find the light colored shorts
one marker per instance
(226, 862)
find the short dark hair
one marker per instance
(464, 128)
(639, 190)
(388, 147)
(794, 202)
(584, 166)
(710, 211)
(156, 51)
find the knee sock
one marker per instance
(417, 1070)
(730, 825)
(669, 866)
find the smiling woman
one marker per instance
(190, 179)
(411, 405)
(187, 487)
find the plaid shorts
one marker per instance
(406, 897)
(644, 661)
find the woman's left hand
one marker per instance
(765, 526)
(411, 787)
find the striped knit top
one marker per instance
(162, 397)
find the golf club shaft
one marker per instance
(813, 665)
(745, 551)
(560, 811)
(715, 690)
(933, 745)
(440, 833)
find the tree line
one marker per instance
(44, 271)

********

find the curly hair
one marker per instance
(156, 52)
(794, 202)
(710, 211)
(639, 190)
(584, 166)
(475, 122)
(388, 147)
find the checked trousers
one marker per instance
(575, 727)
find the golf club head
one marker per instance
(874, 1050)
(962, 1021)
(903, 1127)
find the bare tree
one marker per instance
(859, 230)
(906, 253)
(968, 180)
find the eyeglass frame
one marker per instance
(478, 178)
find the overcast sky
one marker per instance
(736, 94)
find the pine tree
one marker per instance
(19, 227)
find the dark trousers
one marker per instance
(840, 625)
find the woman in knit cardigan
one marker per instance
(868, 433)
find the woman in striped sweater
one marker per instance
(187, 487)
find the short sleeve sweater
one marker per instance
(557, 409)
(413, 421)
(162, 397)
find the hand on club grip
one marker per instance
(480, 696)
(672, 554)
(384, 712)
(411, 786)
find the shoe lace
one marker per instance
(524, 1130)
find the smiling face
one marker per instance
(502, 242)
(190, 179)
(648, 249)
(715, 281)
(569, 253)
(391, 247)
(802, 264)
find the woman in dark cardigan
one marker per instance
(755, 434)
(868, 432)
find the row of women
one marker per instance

********

=== Exercise prompt ===
Reproduce the items verbatim, starting at the line that contains "find the woman in striped sweater" and ending at the line that contains "(524, 1130)", with both of those lines included.

=== Solution for this problem ===
find the woman in striped sweater
one marker per instance
(187, 487)
find the short sleeve sweater
one marker per instance
(557, 409)
(413, 421)
(162, 397)
find the hand on club grip
one marker per instance
(480, 696)
(672, 554)
(384, 712)
(411, 786)
find the shoe lace
one marker per instance
(524, 1130)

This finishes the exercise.